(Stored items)
|---|
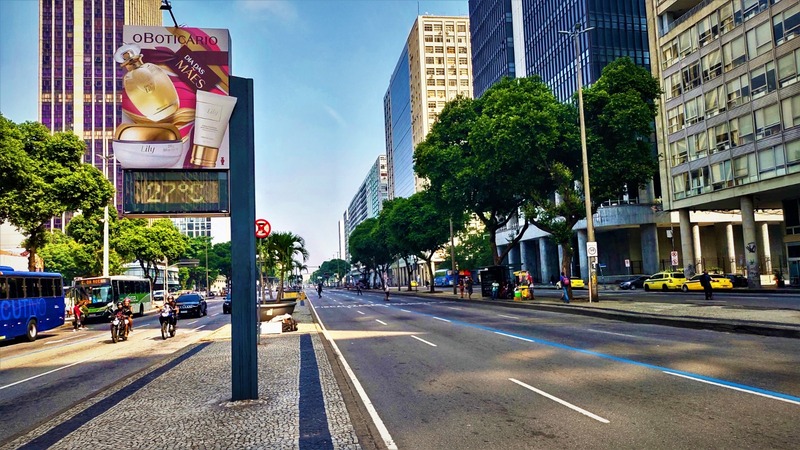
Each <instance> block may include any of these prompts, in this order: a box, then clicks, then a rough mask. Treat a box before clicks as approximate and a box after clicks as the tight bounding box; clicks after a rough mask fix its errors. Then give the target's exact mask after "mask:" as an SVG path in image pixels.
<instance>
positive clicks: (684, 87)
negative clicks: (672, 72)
mask: <svg viewBox="0 0 800 450" xmlns="http://www.w3.org/2000/svg"><path fill="white" fill-rule="evenodd" d="M681 74H682V76H683V89H684V91H690V90H692V89H694V88H696V87H697V86H700V63H699V62H697V63H694V64H692V65H691V66H689V67H685V68H684V69H683V70H682V71H681Z"/></svg>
|---|
What is being asked: Give the number of lines in the entries above that include the string "instance". No other output is expected.

Worked solution: 2